**WHAT YOU HAVE TO DO**.
The records below are to be quoted in full; please keep every word exact.

**SOURCE DATA**.
# # # # # # #
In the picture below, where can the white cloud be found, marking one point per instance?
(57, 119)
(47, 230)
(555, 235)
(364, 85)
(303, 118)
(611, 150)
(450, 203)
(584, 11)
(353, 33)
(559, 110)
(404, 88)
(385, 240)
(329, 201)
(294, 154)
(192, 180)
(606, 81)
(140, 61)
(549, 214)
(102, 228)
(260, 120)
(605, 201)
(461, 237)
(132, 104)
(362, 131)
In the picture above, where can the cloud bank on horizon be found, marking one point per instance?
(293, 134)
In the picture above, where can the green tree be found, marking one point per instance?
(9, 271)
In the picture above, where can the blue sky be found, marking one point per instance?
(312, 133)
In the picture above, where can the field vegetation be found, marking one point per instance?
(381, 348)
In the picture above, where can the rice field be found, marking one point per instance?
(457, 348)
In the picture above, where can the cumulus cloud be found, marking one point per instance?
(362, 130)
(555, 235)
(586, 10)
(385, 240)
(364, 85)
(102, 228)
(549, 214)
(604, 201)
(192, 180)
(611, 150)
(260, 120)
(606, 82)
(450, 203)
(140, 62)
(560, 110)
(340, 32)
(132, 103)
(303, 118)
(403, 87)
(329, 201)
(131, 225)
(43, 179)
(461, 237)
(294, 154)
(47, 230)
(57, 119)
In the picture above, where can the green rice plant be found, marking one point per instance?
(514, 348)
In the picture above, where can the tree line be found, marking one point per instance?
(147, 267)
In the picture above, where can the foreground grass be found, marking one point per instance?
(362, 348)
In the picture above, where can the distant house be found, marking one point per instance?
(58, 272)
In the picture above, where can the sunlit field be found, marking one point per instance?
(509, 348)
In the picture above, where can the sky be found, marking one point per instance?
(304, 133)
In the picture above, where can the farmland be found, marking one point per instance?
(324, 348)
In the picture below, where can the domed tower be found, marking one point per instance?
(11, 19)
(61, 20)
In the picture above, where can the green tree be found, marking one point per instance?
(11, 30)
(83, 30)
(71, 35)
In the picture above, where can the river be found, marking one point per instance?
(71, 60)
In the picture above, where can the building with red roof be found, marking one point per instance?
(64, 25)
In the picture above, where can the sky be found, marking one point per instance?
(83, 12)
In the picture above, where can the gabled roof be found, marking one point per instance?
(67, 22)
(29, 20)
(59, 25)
# # # # # # #
**TASK SOLUTION**.
In the picture below, where can the white cloud be found, marking one point per instance?
(57, 119)
(47, 230)
(555, 235)
(364, 85)
(303, 118)
(611, 150)
(450, 203)
(584, 11)
(353, 33)
(559, 110)
(404, 88)
(385, 240)
(329, 201)
(294, 154)
(192, 180)
(606, 81)
(140, 61)
(549, 214)
(102, 228)
(260, 120)
(605, 201)
(461, 237)
(132, 104)
(362, 131)
In the picture above, where can the cloud bank on horizon be found, marking one point per instance?
(293, 134)
In the picture above, where can the green tree be found, marking one point per instance?
(9, 271)
In the picture above, where can the blue sky be found, marking one point per instance?
(312, 133)
In the picture above, where can the field vegetation be found, marking one point per instance?
(381, 348)
In the picture above, where can the rice field be found, marking one point per instance?
(457, 348)
In the picture above, where can the cumulus cloud be found, marking one point per instance?
(362, 130)
(555, 235)
(586, 10)
(385, 240)
(364, 85)
(102, 228)
(549, 214)
(604, 201)
(192, 180)
(611, 150)
(260, 120)
(606, 82)
(450, 203)
(140, 62)
(560, 110)
(340, 32)
(132, 103)
(303, 118)
(403, 87)
(329, 201)
(131, 225)
(43, 179)
(461, 237)
(294, 154)
(47, 230)
(57, 119)
In the picture above, where can the green rice plant be found, marking one point per instance?
(514, 348)
In the picture above, where can the tree line be found, marking one point per instance?
(147, 267)
In the picture above, where can the foreground grass be found, marking one point per instance?
(362, 348)
In the picture above, where can the distant house be found, marking one point per instance?
(58, 272)
In the picture above, where can the sunlit field be found, marking one point per instance?
(509, 348)
In the picture above, where can the sky be found, marking one point per instance?
(304, 133)
In the picture above, where can the farmland be found, marking one point per instance?
(324, 348)
In the picture below, where can the domed tower be found, marking one point per instance?
(11, 19)
(61, 20)
In the picture above, where can the green tree be found, marking one point per instance?
(11, 30)
(83, 30)
(71, 35)
In the picture above, where can the river be found, marking one point per instance?
(71, 60)
In the picture above, where can the building with red roof be found, marking one point per instance?
(64, 25)
In the picture above, where can the sky be found, marking one point per instance?
(83, 12)
In the picture above, where can the gabled roof be found, marking one point per instance?
(67, 22)
(29, 20)
(59, 25)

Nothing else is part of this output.